Explica en una a tres oraciones por qué, según el texto fuente, la combinación gaditano-libanesa no es exótica aunque lo parezca.
##### TEXTO FUENTE
Lejos de ser un defensor de las despedidas, siempre he pensado que hay motivos para desaparecer sin decir nada.

Andréa G. es una francesa con raíces en el Líbano, razón suficiente para tener en cuenta sus opiniones. Esta intuición la confirma su matrimonio con un gaditano, posiblemente, el pueblo más sabio de Europa —con permiso de los gallegos, que son tan listos que no lo parecen, y ahí radica su peligro—. La combinación gaditano-libanesa parece exótica, pero no lo es porque en el fondo ambos son fenicios. Ella, de origen; él, por colonización. Y, como tales, saben de sobra que en esta vida no tenemos lo que merecemos, sino lo que negociamos.

Las comidas en su casa son magníficas. No solo por los postres inesperados que aparecen en la mesa (como el imbatible baklava de pistacho, dulce como el Paraíso), sino por la conversación que surge con ellos, reposada y aguda a partes iguales… Salvo que hablemos de fútbol y del inolvidable Mágico González, artista incomprendido. Ahí la racionalidad salta por la ventana.
##########
##### EXTRACTOS DE DATOS
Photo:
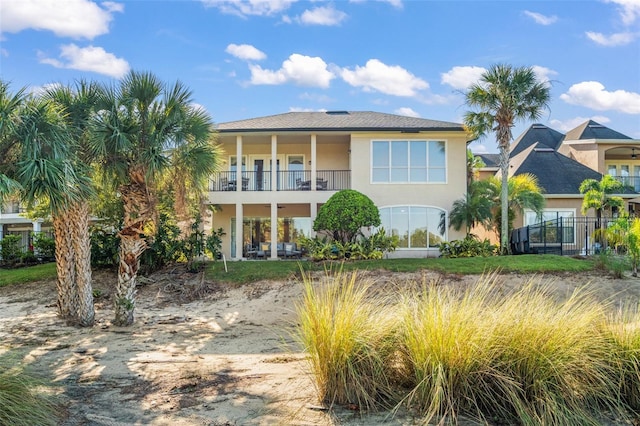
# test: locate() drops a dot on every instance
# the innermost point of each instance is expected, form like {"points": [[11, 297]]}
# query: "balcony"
{"points": [[631, 183], [288, 180]]}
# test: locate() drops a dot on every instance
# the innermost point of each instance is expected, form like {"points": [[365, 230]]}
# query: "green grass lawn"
{"points": [[251, 271]]}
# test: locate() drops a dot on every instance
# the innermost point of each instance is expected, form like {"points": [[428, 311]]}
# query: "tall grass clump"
{"points": [[623, 328], [349, 338], [558, 357], [448, 340], [22, 399]]}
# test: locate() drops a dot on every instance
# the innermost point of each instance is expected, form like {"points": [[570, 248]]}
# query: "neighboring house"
{"points": [[280, 169], [562, 162], [13, 221]]}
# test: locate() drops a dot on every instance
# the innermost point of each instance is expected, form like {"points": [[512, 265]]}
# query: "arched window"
{"points": [[417, 227]]}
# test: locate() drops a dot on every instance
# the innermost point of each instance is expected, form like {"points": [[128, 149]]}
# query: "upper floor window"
{"points": [[408, 161]]}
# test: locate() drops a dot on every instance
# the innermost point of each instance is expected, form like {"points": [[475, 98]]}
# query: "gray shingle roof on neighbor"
{"points": [[536, 134], [556, 173], [592, 130], [337, 120]]}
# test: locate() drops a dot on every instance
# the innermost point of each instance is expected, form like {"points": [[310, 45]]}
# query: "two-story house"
{"points": [[280, 169]]}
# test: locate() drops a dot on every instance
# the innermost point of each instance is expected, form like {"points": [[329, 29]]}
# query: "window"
{"points": [[408, 161], [552, 221], [416, 227]]}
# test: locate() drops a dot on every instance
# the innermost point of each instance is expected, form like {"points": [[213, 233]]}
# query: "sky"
{"points": [[247, 59]]}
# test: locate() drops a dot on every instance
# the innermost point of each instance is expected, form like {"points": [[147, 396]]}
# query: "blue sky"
{"points": [[245, 59]]}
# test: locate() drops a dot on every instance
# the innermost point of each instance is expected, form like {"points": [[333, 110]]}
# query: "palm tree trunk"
{"points": [[138, 210], [504, 199], [65, 268], [82, 263]]}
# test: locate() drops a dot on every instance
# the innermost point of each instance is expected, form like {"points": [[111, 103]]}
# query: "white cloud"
{"points": [[387, 79], [408, 112], [69, 18], [629, 10], [592, 94], [616, 39], [245, 52], [91, 58], [572, 123], [324, 15], [246, 8], [298, 69], [462, 78], [543, 73], [540, 18]]}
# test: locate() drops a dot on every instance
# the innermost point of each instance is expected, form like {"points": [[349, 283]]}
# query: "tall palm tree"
{"points": [[36, 157], [524, 193], [72, 224], [140, 123], [503, 96]]}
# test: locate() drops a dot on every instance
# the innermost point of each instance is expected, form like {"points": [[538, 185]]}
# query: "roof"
{"points": [[537, 134], [592, 130], [337, 121], [556, 173]]}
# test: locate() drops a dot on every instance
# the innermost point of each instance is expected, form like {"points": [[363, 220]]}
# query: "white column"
{"points": [[239, 165], [274, 162], [313, 162], [239, 236], [274, 230]]}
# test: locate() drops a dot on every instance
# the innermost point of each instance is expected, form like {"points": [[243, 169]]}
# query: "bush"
{"points": [[468, 247], [22, 402], [345, 214]]}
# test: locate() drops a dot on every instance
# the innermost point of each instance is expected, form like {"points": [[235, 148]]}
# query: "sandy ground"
{"points": [[202, 353]]}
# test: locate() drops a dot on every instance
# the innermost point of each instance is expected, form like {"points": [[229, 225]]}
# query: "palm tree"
{"points": [[36, 159], [598, 195], [72, 224], [475, 208], [503, 96], [524, 193], [140, 123]]}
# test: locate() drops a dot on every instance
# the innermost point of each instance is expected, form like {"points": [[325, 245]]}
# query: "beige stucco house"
{"points": [[279, 170]]}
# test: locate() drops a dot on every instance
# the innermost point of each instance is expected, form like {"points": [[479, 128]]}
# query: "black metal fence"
{"points": [[564, 236]]}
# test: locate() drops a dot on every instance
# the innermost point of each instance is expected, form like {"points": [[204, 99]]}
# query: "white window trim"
{"points": [[446, 161]]}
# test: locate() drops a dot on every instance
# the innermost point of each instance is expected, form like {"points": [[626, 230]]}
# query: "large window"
{"points": [[408, 161], [552, 221], [416, 227]]}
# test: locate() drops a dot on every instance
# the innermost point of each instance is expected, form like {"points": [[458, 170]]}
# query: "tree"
{"points": [[345, 214], [141, 122], [72, 223], [475, 208], [503, 96], [598, 195]]}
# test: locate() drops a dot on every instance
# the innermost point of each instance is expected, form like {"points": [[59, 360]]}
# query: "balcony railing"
{"points": [[287, 180]]}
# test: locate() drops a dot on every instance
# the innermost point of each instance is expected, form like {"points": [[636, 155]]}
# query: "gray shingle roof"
{"points": [[556, 173], [592, 130], [336, 120], [539, 134]]}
##########
• [RESPUESTA]
No es exótica porque, en el fondo, ambos son fenicios. Ella lo es de origen, por sus raíces en el Líbano, y él lo es por colonización, como gaditano.